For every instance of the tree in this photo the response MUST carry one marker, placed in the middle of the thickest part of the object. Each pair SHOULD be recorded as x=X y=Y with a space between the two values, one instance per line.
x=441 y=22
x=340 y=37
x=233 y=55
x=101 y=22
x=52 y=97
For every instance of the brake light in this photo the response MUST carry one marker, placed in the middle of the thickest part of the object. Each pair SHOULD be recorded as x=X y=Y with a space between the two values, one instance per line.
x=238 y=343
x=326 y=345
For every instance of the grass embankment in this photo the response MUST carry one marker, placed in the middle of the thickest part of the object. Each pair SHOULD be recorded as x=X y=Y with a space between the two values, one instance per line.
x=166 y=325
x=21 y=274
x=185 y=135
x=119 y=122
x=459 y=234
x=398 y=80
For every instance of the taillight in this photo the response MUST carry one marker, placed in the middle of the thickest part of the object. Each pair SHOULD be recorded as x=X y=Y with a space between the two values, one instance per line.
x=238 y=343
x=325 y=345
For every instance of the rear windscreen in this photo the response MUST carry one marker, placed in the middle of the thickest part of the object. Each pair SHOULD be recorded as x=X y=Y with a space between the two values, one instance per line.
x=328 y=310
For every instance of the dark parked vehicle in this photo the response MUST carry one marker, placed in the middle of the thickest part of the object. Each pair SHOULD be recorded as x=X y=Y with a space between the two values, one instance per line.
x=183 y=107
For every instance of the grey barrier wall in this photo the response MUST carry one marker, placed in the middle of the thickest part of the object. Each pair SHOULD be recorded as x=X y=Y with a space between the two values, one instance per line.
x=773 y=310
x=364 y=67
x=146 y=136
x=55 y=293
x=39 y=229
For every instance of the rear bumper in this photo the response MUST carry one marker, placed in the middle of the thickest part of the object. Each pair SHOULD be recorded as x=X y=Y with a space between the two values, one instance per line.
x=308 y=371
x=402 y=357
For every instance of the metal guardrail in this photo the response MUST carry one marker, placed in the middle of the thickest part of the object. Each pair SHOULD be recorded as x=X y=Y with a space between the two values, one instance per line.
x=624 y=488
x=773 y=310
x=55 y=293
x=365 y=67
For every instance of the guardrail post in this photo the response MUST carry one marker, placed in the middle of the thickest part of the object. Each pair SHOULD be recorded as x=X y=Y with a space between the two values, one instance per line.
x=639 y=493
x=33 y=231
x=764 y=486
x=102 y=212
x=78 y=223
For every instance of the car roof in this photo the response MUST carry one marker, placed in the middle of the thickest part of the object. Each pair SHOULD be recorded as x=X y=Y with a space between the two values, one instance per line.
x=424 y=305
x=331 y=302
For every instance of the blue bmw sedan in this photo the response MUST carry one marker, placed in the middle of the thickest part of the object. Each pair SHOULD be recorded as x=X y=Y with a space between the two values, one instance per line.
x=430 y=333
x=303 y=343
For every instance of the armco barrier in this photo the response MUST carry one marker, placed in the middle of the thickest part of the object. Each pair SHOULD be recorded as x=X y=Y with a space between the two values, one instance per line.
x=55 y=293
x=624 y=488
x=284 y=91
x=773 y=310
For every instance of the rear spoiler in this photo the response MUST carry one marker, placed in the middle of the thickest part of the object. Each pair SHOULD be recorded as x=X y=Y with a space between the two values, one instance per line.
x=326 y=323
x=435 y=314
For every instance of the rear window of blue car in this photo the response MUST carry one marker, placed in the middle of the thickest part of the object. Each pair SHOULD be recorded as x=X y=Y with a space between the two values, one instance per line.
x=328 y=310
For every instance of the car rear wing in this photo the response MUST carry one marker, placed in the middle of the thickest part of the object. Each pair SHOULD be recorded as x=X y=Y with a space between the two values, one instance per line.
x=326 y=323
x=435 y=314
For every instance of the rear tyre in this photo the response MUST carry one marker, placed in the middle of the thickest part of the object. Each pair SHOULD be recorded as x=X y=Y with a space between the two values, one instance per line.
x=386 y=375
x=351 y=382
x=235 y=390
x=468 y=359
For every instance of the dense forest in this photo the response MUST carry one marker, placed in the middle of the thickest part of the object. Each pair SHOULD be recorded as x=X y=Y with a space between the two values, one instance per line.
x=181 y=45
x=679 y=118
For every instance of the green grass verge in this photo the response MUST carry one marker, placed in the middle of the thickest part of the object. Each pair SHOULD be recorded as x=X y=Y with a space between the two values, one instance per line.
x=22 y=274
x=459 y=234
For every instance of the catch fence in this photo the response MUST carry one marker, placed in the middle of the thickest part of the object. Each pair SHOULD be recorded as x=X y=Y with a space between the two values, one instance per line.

*ACTION ITEM*. Set out exactly the run of lines that begins at the line holding "For every instance of the green" and ends at the last line of the data.

*EXERCISE RESPONSE*.
For every instance of the green grass verge in this photo the response MUST carry one marker, placed in the middle of the thickest part of the object. Each pair SHOULD be recorded as x=X y=Y with a space between the two values, one instance per line.
x=22 y=274
x=459 y=234
For every instance of the catch fence in this photo the response MUST carry one marker, placed in the middle of the thickest part of the object. Each pair SHOULD be recorded as x=X y=Y with a space between the two values, one instance per line.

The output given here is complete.